Set problem> Copy each of the entries below word for word, with nothing changed.

BEGIN Input material

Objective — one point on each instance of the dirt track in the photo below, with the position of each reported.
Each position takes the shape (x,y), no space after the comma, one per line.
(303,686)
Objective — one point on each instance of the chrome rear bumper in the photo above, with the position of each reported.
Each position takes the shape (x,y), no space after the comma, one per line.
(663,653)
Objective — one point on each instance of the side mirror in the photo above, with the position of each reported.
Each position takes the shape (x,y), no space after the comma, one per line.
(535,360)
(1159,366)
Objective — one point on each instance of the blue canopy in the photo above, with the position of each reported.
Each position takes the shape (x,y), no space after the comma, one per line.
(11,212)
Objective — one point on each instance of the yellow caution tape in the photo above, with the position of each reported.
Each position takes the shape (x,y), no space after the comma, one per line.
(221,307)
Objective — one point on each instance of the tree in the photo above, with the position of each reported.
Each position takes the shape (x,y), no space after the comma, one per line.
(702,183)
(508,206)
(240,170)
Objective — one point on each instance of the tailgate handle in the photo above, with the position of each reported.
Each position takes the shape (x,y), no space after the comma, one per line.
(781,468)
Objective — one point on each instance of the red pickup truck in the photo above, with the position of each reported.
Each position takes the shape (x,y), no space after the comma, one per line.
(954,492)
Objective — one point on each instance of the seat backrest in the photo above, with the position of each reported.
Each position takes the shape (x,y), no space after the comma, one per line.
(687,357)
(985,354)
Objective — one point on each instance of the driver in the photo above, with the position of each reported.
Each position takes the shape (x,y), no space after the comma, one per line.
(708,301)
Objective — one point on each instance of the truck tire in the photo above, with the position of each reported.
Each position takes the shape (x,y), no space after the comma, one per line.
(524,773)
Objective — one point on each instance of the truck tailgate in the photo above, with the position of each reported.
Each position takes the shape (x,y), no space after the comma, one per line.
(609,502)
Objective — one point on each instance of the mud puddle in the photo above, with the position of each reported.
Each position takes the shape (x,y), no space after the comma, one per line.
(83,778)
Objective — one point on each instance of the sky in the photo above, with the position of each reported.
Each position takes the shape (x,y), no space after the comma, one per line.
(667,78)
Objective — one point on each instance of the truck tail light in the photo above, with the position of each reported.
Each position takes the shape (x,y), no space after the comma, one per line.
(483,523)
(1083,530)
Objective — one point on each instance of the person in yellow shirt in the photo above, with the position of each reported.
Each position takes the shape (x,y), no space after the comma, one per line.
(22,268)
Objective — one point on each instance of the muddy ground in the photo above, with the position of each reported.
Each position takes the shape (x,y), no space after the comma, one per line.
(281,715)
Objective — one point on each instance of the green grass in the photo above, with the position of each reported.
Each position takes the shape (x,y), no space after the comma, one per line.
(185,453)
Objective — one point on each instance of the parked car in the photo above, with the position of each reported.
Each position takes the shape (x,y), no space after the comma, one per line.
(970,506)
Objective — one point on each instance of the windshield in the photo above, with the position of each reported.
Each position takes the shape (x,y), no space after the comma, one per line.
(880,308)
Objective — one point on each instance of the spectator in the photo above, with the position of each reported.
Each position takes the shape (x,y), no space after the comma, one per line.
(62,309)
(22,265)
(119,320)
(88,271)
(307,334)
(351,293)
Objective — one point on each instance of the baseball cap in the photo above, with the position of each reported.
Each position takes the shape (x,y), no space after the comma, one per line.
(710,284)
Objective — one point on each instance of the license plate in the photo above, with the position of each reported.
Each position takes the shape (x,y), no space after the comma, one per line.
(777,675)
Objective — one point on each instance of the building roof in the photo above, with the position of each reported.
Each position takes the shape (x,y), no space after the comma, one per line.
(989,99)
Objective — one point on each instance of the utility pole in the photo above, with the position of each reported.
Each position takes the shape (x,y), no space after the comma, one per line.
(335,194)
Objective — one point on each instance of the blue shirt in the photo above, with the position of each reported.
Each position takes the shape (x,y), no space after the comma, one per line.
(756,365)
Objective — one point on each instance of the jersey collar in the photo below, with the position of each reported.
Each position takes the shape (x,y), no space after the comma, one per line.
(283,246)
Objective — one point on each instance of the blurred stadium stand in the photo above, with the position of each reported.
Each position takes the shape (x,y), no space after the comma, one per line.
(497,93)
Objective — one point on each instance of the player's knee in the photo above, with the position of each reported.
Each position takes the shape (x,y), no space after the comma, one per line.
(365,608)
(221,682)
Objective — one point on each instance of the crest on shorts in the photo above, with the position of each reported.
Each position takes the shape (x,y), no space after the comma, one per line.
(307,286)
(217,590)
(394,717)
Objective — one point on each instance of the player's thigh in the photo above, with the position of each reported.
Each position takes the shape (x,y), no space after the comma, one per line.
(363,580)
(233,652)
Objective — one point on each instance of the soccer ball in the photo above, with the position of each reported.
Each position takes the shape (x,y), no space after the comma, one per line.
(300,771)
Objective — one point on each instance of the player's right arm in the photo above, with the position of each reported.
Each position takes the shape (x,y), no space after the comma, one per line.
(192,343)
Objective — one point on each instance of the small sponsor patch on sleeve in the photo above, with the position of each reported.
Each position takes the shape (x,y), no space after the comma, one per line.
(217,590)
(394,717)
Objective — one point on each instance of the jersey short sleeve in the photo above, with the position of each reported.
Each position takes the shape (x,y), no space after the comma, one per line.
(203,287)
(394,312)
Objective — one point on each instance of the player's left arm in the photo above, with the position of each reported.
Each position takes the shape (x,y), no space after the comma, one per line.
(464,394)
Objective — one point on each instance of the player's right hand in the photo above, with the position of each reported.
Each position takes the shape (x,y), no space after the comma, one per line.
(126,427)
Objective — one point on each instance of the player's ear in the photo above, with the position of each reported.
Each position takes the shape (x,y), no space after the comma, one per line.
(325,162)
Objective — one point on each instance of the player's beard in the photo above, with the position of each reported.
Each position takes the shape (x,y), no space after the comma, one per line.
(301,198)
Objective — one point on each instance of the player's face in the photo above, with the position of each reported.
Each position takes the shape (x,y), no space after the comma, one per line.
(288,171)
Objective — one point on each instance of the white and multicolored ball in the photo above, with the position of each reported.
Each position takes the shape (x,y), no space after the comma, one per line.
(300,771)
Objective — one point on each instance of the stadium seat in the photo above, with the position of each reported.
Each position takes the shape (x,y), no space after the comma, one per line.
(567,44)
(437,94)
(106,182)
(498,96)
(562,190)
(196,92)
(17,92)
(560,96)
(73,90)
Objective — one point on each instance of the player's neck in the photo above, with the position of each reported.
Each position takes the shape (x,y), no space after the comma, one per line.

END Input material

Exercise output>
Objective — one point on each instance of the dirt track in the photo below, with the position of each reported.
Each position takes the shape (x,y), no space after the comma, one per line.
(303,686)
Objective — one point on each instance of the chrome rear bumper in the photo above, with the position of each reported.
Each position takes the shape (x,y), no space after the comma, one per line.
(663,653)
Objective — one point on each instance of the side mirror in the photo above, with the position of each reported.
Each position takes the shape (x,y), no space after the comma, one per line.
(535,360)
(1159,366)
Objective — one point on each instance of the blue canopy in the photo above, with the position of each reported.
Each position takes the shape (x,y), no space after the comma, one per line.
(11,212)
Objective — one point on each instance of the yellow caution tape in the photo above, with the position of each reported.
Each position takes the shape (x,y), no space after the comma, one per line.
(221,307)
Objective — one point on each instance of the tree in the photo above, with the position of each reported.
Each position takes the shape (x,y), no space after the comma, one per line.
(702,183)
(508,206)
(240,170)
Objective — one point on each instance of the tailgate handle in the photo above, with the position of each reported.
Each position takes the shape (x,y), no space after the comma, one per line.
(781,468)
Objective — one point on each instance of the red pickup truck in the photo above, with the position of each reported.
Each position takes the shape (x,y), no space after the comma, one per line.
(954,492)
Objective — one point on each instance of the seat backrest in the photo above, with the position of each reported.
Each position takes the shape (x,y), no space after the comma, one per line.
(687,357)
(985,354)
Objective — one point on each instance of the driver in the photo above, with the position of each reported.
Each position takes the shape (x,y), no space after the comma, one per line.
(708,301)
Objective — one point on each instance of the truck tire in the photo above, with the position of each reported.
Each position takes the shape (x,y), no space after the comma, one per line.
(524,773)
Objective — one point on each instance of the truck tailgate in the photo above, with the position of each reported.
Each position takes the shape (x,y), no space after the comma, one per line.
(609,502)
Objective — one point on each instance of the mud puddle in the photo above, with the position of each reported.
Each position takes the shape (x,y), no space after the comma, one per line.
(83,778)
Objective — one point on each instance of the sky in the photo above, with the position of each reported.
Each position takes the shape (x,y), no space after the comma, one per line.
(667,78)
Objective — one point on each instance of the truck tail light in the photo above, with the position of each reported.
Each position takes the shape (x,y), no space after the comma, one per line.
(483,523)
(1083,530)
Objective — one point on each instance of the person in yellow shirt in the photo above, with the position of each reported.
Each position takes the shape (x,y), no space after the comma, one per line.
(22,268)
Objective — one point on each instance of the muddy ground in the photo above, with the position of each reported.
Each position takes the shape (x,y), no space after the comma, one per line.
(281,715)
Objective — one point on each instance of the green grass in the photo above, with the position of each reported.
Each position takes the shape (x,y), no space after the comma, one per line.
(185,453)
Objective — one point on each instance of the parked car in the photo above, with the position of each reported.
Each position takes the shape (x,y), no space after the comma, one per line.
(970,506)
Objective — one point on each instance of the windshield in the photo above, with the position of each reported.
Each position takes the shape (x,y), no space after the comma, one per line.
(880,308)
Objective — one point on each instance of the spectator in the photo above, with the position of each reported.
Each position takes the shape (x,y), no space after the comma, one per line.
(62,309)
(22,265)
(119,320)
(88,271)
(307,334)
(351,293)
Objective — one point on each instance of the baseball cap in the photo above, with the position of each reported.
Each position takes the shape (x,y), no space after the comma, one per line.
(710,284)
Objective — one point on each instance of the license plate in the photo above, with the position of each reported.
Each position takes the shape (x,y), no space after the comma, one per line.
(777,675)
Objective — one point on each instance of the building roof in the photo above, with the position of each reported.
Each position takes the shape (x,y), no space after the comma, one per line.
(989,99)
Objective — one point on each instance of the utility pole in the photo above, with the position of each reported.
Each position takes the shape (x,y), no space after the comma, one per line.
(335,194)
Objective — one point on each instance of the blue shirt in the photo above, with the position of each reported.
Each position takes the shape (x,y), no space after the comma, one per line.
(756,365)
Objective — one point on each instance of the jersey collar in the photo below, with the position of each reported.
Each position takes the shape (x,y), no space after the comma, one per line.
(283,246)
Objective — one point on each instance of the blurred stadium stand in the photo above, with the position of each reported.
Each position takes the shape (x,y), no space after the comma, one per line.
(497,93)
Objective — one point on each instance of the player's knee in the photo above, with the position of each reported.
Each position takes the shape (x,y), no space after the comma, one per line.
(365,608)
(221,682)
Objective — one point on each instance of the crest on shorts in the photo above, with the position of each reported.
Each position takes the shape (x,y), no space after the comma, one per line.
(307,286)
(217,590)
(394,717)
Objective — one point on each instance of the player's thigh in the photo above, with the position of each reported.
Each position takes the shape (x,y), no space after the comma, one per line.
(363,580)
(233,652)
Objective — one point on each instance of the soccer ball in the photo above, with the position of each reported.
Each position takes the shape (x,y), no space after the comma, one per line.
(300,771)
Objective — one point on each instance of the player's right arm in the photo above, with the position of each reported.
Each position takes the shape (x,y), no space after the comma, one per line.
(192,343)
Objective — one point on each instance of the small sponsor patch on sleeve in the photo above, with the position of each reported.
Each position takes the shape (x,y), no space after the comma, one per line.
(217,590)
(394,717)
Objective — one point on each instance of the jersey short sleeve in the photo above, with the position of each reported.
Each position takes the shape (x,y), no space after the comma, one per line.
(203,287)
(394,312)
Objective — one point on each instance of the player's left arm in the photo above, with the position of each reported.
Each position takes the shape (x,y), no space after the comma, one per line.
(464,394)
Objective — one point on each instance of the player's right hand in the photo above, with the position of each reported.
Each position takes the shape (x,y), no space after the comma, one per line.
(126,427)
Objective — one point on each instance of the player's ear in the photo above, with the position of each reported.
Each position takes the shape (x,y), no space after the comma, one per line.
(325,162)
Objective — one point on each instance of the player's beard in the photo above, with the position of each reported.
Each position takes the shape (x,y), no space after the comma, one per line.
(301,198)
Objective — one point on each instance of the player's face in the photo above, with the position of each reported.
Each position takes the shape (x,y), no space after the comma, one per line.
(288,171)
Objective — one point on each instance of the white and multicolored ball in the photo above, with the position of each reported.
Each position takes the shape (x,y), no space after the comma, one per line.
(300,771)
Objective — one point on each instance of the stadium seat in the photo above, with the position of each reported.
Each position takes the shape (x,y), no space after the comma, one per line.
(567,44)
(437,94)
(106,182)
(498,96)
(562,190)
(196,92)
(17,92)
(560,96)
(73,90)
Objective — one point on each instance of the player's neck in the photo above, with the position of each reported.
Each position takes the shape (x,y), no space after the comma, one per line.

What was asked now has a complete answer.